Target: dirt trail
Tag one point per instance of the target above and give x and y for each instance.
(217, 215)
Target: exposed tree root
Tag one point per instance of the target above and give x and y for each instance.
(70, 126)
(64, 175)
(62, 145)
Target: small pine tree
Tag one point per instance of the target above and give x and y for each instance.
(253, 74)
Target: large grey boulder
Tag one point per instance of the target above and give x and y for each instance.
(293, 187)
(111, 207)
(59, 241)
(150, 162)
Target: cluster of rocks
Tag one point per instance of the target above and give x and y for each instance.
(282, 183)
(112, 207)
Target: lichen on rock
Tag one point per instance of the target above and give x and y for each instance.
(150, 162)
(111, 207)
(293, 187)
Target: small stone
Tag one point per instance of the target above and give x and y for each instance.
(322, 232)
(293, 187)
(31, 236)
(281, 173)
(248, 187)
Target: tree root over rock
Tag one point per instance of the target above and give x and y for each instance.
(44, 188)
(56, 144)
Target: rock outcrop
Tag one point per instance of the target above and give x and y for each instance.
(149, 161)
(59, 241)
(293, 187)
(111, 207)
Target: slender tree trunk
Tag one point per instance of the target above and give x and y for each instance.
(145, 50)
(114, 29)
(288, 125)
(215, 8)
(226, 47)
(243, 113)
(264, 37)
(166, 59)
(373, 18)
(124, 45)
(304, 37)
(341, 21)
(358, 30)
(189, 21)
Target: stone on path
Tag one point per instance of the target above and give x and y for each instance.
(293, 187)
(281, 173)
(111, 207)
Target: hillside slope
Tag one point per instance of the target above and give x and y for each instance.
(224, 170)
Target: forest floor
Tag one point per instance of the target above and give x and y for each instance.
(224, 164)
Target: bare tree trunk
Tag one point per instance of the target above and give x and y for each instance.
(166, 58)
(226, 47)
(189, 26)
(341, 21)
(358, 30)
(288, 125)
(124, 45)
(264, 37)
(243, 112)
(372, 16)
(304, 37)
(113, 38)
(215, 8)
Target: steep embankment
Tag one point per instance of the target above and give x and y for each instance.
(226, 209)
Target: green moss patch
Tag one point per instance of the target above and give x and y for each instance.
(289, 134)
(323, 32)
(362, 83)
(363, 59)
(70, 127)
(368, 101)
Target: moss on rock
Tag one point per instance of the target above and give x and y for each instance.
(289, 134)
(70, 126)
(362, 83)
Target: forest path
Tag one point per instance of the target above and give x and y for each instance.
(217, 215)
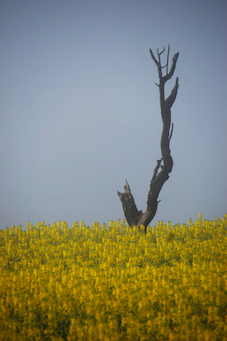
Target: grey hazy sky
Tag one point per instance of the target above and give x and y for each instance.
(80, 108)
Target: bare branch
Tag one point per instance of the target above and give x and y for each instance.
(163, 50)
(162, 170)
(153, 57)
(167, 63)
(170, 100)
(171, 133)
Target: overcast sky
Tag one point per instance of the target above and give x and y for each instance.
(80, 109)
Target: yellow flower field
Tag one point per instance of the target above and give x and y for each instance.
(114, 283)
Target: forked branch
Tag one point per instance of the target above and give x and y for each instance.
(161, 171)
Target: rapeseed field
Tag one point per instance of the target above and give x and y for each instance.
(114, 282)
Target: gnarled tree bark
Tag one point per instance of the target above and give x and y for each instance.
(165, 164)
^^^^^^^^
* [What this task involves]:
Your answer should be an exact copy of the entries above, with no images included.

* [Answer space]:
Target: dirt trail
Tag one point per instance of the target above and give x and y for each instance.
(217, 215)
Target: exposed tree root
Tag one point per instance of the target above and give x and y for each instance.
(70, 126)
(64, 175)
(62, 145)
Target: small pine tree
Tag one point per instance of the target above and give x and y for each instance.
(253, 74)
Target: large grey boulder
Tag one point per instance of the target above and give x and y for each instance.
(293, 187)
(111, 207)
(59, 241)
(150, 162)
Target: cluster of rocks
Tag one point per instance of the target above and give x and y for each instance.
(282, 183)
(112, 207)
Target: lichen on rock
Tag one point per instance of the target above and give x and y for each instance.
(150, 162)
(111, 207)
(293, 187)
Target: small stone
Tag one point per instance of the target above and give x and y for each instance.
(322, 232)
(293, 187)
(31, 236)
(281, 173)
(248, 187)
Target: tree root over rock
Tag one point per instance of the target above and give x and y for each instance.
(44, 188)
(56, 144)
Target: rock outcrop
Tag one point per instance of the target above and give x and y for each instance.
(149, 161)
(59, 241)
(293, 187)
(111, 207)
Target: slender tree trunk
Tag one point per instance of the target above and give x and y for each instance.
(145, 50)
(114, 29)
(288, 125)
(215, 8)
(226, 47)
(243, 113)
(264, 37)
(166, 59)
(373, 18)
(124, 45)
(304, 37)
(341, 21)
(358, 30)
(189, 21)
Target: stone on path
Tag one point per instance of the target above and give x and y for each instance.
(293, 187)
(281, 173)
(111, 207)
Target: hillside slope
Tag one point per instance of the target above and give x and y for each instance.
(224, 170)
Target: forest floor
Tag one point per instance of the target above and give x and y for each instance.
(224, 164)
Target: bare tree trunk
Tag one point per instance of the target above and give x and y for each instance.
(166, 58)
(226, 47)
(189, 26)
(341, 21)
(358, 30)
(288, 125)
(124, 45)
(264, 37)
(243, 112)
(372, 16)
(304, 37)
(113, 38)
(215, 8)
Target: steep embankment
Tag one point per instance of the target above and give x and y for each instance.
(226, 209)
Target: green moss patch
Tag one point per instance of the target above and give x and y for each instance.
(289, 134)
(323, 32)
(362, 83)
(363, 59)
(70, 127)
(368, 101)
Target: moss on rock
Tag one point per instance of the target above and give x and y for each instance.
(289, 134)
(70, 126)
(362, 83)
Target: forest path
Tag one point per instance of the target above and give x and y for each instance.
(217, 215)
Target: grey hazy sky
Tag one point per instance of the target above and give x and y for each instance.
(80, 108)
Target: bare branch
Tag one point per instance of the target above and give x and y for each instance.
(163, 50)
(162, 170)
(153, 57)
(167, 63)
(170, 100)
(171, 133)
Target: overcast sky
Tag one point per instance of the target above and give x and y for each instance.
(80, 109)
Target: yellow flower field
Tag one point per instance of the target above and give x and y for each instance.
(114, 283)
Target: forked branch
Tag one point per instance of the target above and give x and y for each instance.
(161, 171)
Target: rapeseed field
Tag one point per instance of the target above and give x and y for each instance.
(114, 282)
Target: gnarled tree bark
Tag one point per instance of the target above and give x and y for each instance.
(165, 164)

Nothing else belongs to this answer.